→ **Work instructions**: Copy the listing below line for line, starting at its first line and ending with the line that has "like [87, 48]." in it. Add nothing.
---------- Source data
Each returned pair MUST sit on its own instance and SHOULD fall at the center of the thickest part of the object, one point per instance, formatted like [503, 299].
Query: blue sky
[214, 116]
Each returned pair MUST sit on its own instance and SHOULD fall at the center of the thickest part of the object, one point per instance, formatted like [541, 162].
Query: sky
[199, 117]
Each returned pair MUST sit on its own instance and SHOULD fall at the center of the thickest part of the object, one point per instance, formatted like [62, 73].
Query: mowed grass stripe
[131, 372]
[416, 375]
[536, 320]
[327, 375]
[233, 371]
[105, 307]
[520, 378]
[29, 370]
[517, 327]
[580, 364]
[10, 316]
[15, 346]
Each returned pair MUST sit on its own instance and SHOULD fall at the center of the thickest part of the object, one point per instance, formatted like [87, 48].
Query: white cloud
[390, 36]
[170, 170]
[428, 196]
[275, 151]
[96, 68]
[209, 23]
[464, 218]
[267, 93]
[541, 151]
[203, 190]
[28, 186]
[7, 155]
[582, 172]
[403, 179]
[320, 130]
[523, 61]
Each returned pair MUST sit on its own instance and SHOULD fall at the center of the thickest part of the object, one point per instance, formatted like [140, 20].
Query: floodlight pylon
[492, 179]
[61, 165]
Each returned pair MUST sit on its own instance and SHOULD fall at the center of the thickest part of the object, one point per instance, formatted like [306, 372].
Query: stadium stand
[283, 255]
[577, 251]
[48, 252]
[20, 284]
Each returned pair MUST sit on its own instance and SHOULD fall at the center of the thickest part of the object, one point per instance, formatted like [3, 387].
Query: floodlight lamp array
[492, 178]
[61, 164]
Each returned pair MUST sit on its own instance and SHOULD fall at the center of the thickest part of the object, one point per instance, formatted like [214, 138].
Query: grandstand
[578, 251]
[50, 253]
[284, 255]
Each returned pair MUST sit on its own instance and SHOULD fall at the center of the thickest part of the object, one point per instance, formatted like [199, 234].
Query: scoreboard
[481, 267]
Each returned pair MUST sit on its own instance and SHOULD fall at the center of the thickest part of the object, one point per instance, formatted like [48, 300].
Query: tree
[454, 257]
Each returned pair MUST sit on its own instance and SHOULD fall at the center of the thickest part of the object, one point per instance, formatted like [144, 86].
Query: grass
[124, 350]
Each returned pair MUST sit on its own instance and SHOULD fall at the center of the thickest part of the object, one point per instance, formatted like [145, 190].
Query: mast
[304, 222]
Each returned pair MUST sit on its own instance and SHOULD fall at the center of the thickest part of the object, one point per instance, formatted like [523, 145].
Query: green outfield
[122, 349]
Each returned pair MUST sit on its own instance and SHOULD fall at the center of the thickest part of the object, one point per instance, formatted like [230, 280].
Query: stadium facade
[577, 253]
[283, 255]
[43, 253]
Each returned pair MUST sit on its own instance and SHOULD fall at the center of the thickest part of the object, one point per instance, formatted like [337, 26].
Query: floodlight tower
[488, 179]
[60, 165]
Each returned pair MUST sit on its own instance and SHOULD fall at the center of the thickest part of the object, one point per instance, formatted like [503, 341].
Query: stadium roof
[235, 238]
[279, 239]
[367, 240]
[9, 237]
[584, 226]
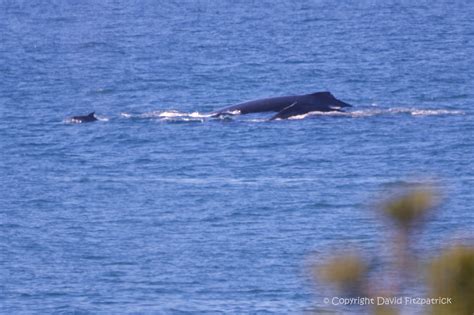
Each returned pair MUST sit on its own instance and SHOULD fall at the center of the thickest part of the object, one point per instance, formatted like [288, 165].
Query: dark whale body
[287, 106]
[81, 119]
--------------------
→ **Result of the task**:
Each returned pair MUST sit on its own instance and SHOULD fall at the center of the thickest part of the object, one point per instance, formatted like [503, 299].
Query: blue sky
[214, 116]
Each returned pair MUST sit on its own instance and SHOULD fall at the center of the thickest part of the object, one point per instance, formatted like [541, 162].
Query: sky
[199, 117]
Each returned pair MUST sit on its own instance and SHOULD fall at the center of the thickest part of the object, one point per instance, formatted like [62, 73].
Query: mowed grass stripe
[131, 372]
[416, 375]
[536, 320]
[327, 375]
[233, 371]
[105, 307]
[520, 378]
[29, 370]
[517, 327]
[580, 364]
[10, 316]
[15, 346]
Each returned pair MUST sit on its own instance and SHOULD fall at the center of the thickest part of the object, one point per instance, formatted like [87, 48].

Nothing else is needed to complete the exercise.